■ Provided material:
..............................
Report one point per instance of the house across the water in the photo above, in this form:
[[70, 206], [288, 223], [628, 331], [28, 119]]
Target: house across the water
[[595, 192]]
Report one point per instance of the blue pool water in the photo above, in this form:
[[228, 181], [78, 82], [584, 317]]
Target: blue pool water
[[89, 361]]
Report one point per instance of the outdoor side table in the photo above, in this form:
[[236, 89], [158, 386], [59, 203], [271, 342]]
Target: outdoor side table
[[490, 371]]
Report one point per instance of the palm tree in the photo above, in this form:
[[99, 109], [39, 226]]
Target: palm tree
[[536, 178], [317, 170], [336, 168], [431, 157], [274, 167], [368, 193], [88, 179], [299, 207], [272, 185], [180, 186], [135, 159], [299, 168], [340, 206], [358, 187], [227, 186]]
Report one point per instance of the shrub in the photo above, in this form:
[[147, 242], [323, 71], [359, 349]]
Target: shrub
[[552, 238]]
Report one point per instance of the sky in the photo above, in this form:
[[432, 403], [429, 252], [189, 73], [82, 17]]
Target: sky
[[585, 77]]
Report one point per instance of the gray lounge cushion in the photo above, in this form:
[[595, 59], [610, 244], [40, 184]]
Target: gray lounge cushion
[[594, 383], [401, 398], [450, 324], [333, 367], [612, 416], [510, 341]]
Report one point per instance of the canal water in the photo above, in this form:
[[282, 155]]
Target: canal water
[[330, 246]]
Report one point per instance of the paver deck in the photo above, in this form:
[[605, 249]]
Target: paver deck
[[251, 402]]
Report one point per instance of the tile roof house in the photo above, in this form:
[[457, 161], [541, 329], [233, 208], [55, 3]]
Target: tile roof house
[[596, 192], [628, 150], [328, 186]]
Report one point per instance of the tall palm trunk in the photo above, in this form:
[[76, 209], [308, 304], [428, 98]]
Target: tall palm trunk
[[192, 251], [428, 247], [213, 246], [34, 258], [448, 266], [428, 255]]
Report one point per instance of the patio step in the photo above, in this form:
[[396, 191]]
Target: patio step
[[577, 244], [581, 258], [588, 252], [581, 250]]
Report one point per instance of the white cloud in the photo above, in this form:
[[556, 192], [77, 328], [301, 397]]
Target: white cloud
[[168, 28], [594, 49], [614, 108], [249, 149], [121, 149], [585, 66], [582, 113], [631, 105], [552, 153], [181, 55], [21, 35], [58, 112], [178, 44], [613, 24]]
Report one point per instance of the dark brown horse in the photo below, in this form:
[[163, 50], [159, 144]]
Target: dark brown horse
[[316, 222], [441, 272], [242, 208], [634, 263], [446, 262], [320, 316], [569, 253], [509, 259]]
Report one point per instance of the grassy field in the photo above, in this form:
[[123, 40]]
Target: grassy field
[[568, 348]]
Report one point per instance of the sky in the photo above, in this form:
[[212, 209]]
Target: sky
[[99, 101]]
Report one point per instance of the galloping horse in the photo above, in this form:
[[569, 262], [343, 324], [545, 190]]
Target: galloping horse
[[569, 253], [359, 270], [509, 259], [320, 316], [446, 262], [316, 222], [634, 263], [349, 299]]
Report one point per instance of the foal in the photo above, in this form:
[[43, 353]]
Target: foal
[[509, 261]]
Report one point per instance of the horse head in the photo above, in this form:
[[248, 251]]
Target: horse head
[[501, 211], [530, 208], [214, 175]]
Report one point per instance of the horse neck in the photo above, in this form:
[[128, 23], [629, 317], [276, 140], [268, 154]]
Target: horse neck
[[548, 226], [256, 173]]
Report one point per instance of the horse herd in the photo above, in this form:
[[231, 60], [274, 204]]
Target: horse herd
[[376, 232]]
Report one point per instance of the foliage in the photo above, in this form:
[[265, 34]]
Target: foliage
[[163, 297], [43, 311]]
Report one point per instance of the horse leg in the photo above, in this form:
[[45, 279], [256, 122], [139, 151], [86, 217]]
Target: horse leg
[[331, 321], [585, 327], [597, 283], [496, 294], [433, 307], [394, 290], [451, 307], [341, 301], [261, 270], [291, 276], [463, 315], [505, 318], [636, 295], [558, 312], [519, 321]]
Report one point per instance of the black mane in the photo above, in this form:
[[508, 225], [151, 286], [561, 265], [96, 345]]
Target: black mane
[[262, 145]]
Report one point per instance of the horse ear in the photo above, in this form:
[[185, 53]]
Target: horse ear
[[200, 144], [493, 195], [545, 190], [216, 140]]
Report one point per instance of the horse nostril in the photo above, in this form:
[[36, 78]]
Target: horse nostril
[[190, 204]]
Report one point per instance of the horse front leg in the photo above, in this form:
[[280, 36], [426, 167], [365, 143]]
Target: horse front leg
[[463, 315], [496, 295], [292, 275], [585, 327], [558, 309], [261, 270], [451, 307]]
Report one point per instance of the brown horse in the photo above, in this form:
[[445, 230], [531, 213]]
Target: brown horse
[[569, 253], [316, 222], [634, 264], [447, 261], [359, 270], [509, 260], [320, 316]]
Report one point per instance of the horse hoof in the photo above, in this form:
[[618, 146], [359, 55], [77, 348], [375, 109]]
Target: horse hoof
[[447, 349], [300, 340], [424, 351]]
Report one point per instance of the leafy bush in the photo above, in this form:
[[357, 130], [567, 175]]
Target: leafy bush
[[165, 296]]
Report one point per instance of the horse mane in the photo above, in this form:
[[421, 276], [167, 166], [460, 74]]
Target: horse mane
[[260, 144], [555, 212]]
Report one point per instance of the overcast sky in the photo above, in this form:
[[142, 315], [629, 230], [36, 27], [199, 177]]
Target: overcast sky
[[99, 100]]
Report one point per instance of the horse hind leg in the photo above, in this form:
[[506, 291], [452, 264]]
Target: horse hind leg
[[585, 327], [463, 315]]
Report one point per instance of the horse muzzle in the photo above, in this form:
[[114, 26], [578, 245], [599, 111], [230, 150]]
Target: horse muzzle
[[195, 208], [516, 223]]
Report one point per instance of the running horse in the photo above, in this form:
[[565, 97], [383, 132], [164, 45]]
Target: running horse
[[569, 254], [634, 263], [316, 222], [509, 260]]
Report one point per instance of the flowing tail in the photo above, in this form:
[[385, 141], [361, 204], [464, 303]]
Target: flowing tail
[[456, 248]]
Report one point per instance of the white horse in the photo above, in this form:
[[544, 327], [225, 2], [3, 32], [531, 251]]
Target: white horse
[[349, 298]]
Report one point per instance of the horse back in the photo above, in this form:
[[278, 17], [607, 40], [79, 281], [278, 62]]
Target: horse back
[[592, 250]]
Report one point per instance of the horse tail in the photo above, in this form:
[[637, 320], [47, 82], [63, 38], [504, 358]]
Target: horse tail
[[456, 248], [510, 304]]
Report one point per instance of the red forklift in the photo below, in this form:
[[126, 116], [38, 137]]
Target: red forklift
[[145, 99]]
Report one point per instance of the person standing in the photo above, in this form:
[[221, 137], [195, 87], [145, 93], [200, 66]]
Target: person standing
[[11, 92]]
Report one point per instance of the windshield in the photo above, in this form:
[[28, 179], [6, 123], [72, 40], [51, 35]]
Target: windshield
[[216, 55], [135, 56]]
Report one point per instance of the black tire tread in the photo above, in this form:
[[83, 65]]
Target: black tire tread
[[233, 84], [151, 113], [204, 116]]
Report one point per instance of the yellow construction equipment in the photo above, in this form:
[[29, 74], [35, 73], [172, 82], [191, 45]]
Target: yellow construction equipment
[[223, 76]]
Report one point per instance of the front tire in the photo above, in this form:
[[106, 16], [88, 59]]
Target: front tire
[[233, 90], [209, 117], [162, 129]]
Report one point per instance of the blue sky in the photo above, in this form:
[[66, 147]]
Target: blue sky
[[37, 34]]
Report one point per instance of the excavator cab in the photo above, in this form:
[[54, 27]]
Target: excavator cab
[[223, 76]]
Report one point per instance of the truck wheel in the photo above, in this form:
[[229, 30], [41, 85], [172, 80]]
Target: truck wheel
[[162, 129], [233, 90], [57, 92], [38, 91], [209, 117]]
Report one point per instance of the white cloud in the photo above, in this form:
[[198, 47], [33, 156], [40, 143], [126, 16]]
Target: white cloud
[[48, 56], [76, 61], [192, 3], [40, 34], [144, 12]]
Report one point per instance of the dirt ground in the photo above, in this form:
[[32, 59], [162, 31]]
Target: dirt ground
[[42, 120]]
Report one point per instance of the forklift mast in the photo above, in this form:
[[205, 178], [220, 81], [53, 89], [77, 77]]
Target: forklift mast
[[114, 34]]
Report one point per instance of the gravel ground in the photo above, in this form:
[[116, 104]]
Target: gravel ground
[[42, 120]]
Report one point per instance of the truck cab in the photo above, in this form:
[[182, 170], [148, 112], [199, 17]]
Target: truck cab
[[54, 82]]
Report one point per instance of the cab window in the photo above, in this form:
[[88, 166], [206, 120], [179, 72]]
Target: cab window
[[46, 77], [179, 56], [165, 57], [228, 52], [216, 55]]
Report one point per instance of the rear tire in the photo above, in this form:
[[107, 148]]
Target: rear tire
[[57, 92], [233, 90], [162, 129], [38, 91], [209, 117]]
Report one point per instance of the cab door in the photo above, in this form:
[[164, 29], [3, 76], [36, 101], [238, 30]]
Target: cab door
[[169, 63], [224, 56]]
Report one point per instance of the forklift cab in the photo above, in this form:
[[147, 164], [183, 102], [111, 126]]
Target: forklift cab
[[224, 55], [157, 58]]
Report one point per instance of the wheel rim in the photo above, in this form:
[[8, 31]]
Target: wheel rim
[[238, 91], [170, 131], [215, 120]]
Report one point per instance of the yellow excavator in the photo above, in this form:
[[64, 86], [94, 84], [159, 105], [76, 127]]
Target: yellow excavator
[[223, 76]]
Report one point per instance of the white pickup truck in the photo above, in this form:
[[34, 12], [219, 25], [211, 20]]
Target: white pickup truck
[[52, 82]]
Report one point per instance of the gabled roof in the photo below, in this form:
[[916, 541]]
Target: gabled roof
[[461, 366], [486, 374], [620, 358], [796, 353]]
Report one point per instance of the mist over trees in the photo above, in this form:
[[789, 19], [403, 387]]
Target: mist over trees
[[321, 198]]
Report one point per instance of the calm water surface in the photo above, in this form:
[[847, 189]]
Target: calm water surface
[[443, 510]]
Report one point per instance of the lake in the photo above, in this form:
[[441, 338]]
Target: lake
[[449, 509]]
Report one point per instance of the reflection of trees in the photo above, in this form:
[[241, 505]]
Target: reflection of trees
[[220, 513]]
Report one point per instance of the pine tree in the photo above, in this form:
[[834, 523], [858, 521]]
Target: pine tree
..............................
■ Instruction: Copy the material above from its first line through the line containing "[[89, 361]]", changing "blue pool water" to "swimming pool water" and leaving everything else the same.

■ Finished exercise:
Report one point per instance of the house across the water in the photo above, in this form:
[[70, 206], [288, 223], [628, 331], [28, 119]]
Target: house across the water
[[595, 192]]
Report one point per instance of the swimming pool water in the photo above, in this form:
[[228, 181], [78, 82], [584, 317]]
Target: swimming pool water
[[89, 361]]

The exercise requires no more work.